::: DOCUMENT PASSAGE

Umuro Adan Doti v Republic [2008] KECA 221 (KLR) | Robbery With Violence | Esheria

Umuro Adan Doti v Republic [2008] KECA 221 (KLR)

Full Case Text

IN THE COURT OF APPEAL OF KENYA AT NYERI Criminal Appeal 302 of 2006

UMURO ADAN DOTI………..……………...……...……APPELLANT

AND

REPUBLIC…………………………………………….RESPONDENT

(Appeal from a judgment of the High Court of Kenya at Meru (Lenaola & Sitati, JJ) dated 12th October, 2006

in

H.C.CR.A. NO. 49 OF 1999)

***************

JUDGMENT OF THE COURT

The appellant was charged before Senior Resident Magistrate Marsabit with the offence of robbery with violence contrary to section 296(2) of the Penal Code.  He pleaded guilty to the charge and upon conviction he was sentenced to death.

The particulars of the charge stated in part that:-

“……….. while armed with a dangerous weapon namely a knife robbed MEDINA RAMATA of two sheep valued Kshs.1,200/= and at or immediately before or after the time of such robbery killed the said MEDINA RAMATA”.

The record shows that the charge was read over to the appellant in Borana language by a court clerk named Ibrahim.  The facts stated by the prosecutor were very brief, the essential ones being that:-

“On 15th October, 1998 at Dambala Urgo Manyatta the deceased was grazing her father’s animals.  The accused approached her and stole two sheep and a leso.  As the complainant was struggling she was knifed by the accused and also hit her with a stone killing her.  He went away with the two sheep------.”

The appellant replied to the facts thus:

“The facts are correct only that it is a stone that I used to kill her”.

Upon conviction the appellant said in mitigation.

“I ask for leniency throughout I have not denied that I caused her death.”

The appellant appealed to the superior court against conviction and sentence on 11 grounds which included the following grounds:-

“1.   The learned Magistrate failed to understand my plea that I was not intending to kill the said girl because she is also my relative i.e. my sister’s daughter.

2.         -----------------------------

3.         The learned magistrate failed to recognize my plea that this incident happened immediately after the “shangilla” tribe invaded our tribe i.e. Gabra and killed many people even police officers and had also taken with them all our belongings and livestock.  So everybody was confused and there was a lot of misunderstanding amongst us.

4.         The learned magistrate did not comply with my argument that I did not use any kind of weapon except the stone I threw to the deceased and by bad lack (sic) landed on his forehead thereby killing her.

::::::

PROMPT 1: List every person the judgment refers to by name.
PROMPT 2: According to the judgment, in what language was the charge read over to the appellant?
PROMPT 3: Retype the section of the judgment between "JUDGMENT OF THE COURT" and "sentenced to death.", inclusive.

::: GIVEN DATA

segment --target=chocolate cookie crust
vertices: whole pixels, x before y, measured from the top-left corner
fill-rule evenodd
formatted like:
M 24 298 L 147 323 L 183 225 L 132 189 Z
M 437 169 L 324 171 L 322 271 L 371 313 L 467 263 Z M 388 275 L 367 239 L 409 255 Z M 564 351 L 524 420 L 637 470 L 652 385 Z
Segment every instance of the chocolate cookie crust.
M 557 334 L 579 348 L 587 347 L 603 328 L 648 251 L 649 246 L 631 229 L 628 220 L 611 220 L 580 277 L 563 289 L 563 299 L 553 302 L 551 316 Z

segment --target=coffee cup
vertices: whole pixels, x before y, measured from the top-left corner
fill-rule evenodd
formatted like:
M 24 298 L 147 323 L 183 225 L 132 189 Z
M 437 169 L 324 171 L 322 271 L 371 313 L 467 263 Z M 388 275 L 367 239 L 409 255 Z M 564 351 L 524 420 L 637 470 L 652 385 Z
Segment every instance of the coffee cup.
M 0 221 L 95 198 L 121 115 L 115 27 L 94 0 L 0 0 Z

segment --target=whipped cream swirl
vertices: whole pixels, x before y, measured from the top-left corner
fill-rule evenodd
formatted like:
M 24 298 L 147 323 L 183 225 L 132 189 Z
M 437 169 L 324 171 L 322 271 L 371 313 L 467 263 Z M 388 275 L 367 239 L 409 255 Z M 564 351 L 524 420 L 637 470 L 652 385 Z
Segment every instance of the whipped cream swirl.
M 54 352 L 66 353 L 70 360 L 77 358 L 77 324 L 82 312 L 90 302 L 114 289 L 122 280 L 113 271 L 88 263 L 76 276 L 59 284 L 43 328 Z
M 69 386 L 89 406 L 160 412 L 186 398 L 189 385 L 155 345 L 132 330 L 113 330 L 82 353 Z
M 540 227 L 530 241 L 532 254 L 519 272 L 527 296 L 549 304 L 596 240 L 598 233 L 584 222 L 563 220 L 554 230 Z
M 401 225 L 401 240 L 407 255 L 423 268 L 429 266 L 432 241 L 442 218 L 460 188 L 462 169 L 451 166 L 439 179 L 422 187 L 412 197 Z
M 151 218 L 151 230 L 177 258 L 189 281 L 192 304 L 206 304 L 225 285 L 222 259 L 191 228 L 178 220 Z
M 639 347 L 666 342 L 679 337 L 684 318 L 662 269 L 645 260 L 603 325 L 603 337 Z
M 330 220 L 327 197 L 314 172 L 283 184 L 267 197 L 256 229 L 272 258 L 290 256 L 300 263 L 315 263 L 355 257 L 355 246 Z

::::::

TASK SOLUTION 1:
Umuro Adan Doti
Lenaola
Sitati
Medina Ramata
Ibrahim

TASK SOLUTION 2: Borana

TASK SOLUTION 3:
JUDGMENT OF THE COURT

The appellant was charged before Senior Resident Magistrate Marsabit with the offence of robbery with violence contrary to section 296(2) of the Penal Code.  He pleaded guilty to the charge and upon conviction he was sentenced to death.